▶ **Prompt**
Could you output, character for character, the stretch of the entries below from the line containing "Reviewer note: every instance of the night" through the line containing "pixel 1044 50", both ends included, and nothing else?

▶ **Material for this exercise**
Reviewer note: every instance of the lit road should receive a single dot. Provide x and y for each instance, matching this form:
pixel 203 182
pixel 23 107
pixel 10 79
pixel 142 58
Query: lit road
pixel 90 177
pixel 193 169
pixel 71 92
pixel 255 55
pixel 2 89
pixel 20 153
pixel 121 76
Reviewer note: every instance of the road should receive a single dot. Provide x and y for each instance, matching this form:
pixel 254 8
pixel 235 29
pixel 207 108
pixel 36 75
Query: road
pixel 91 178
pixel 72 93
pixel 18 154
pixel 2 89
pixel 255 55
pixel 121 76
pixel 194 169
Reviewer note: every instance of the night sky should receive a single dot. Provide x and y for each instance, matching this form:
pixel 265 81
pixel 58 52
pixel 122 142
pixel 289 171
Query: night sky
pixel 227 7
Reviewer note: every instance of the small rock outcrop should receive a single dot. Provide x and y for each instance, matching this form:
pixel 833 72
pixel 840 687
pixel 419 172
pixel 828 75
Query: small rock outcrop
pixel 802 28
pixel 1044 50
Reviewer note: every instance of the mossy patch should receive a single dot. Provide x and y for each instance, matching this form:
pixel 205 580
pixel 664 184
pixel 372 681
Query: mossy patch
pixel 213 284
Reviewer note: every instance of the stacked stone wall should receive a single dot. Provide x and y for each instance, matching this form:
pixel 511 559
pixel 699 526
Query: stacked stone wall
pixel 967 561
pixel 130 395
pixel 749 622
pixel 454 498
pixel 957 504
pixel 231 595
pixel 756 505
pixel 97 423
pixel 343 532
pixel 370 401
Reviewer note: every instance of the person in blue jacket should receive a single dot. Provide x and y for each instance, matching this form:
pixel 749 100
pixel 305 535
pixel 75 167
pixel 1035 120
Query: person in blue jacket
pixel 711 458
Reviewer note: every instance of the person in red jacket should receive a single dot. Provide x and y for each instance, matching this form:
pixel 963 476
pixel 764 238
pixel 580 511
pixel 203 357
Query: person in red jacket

▶ **Exercise result**
Reviewer note: every instance of the night sky should receive a single dot. Provide x and y for each instance, matching this form:
pixel 265 81
pixel 58 52
pixel 122 142
pixel 289 171
Query: night sky
pixel 227 7
Reviewer note: every instance of the small rock outcrop should receive a single dot. Provide x and y for each instance, matching this form:
pixel 833 72
pixel 840 687
pixel 419 172
pixel 828 75
Query: small rock outcrop
pixel 802 28
pixel 1044 50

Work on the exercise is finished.